Data provided:

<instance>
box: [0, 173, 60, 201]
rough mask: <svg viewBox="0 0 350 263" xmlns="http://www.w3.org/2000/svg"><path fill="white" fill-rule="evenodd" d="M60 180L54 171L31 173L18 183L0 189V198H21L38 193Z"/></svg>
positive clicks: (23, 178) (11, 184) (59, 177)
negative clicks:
* * *
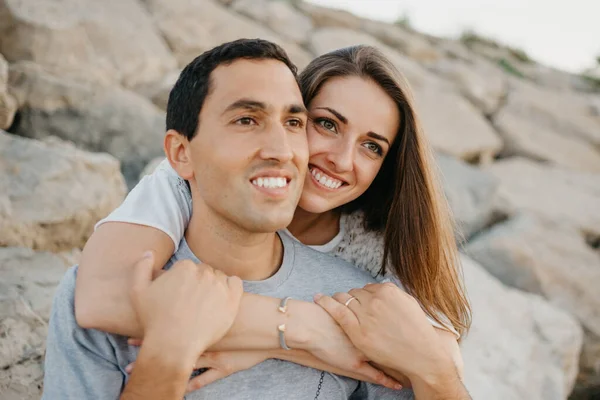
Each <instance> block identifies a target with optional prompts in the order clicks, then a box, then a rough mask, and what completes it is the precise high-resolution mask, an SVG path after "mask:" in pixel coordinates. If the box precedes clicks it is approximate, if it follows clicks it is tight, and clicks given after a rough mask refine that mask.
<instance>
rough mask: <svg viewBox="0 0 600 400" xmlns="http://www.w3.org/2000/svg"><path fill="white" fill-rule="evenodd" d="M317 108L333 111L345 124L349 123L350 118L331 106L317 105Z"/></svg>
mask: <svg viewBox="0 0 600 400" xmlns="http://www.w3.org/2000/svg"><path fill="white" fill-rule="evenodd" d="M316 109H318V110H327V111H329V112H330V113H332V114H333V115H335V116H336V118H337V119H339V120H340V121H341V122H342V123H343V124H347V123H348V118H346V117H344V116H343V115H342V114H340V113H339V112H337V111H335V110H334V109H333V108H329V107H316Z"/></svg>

Instructions for the task: Gather every line in the records above that contains the word "clicks", and copy each one out in full.

Answer to this problem:
positive clicks: (23, 178) (11, 184) (59, 177)
negative clicks:
Each <instance> block identifies a target with optional prompts in the order clicks, then a box, then a rough mask, and what completes it is the precise high-resolution mask, an SVG path after "mask:" in pixel coordinates. If the box precedes clicks it is approximate, if it follows clicks it is tight, and clicks given after a rough mask refine that mask.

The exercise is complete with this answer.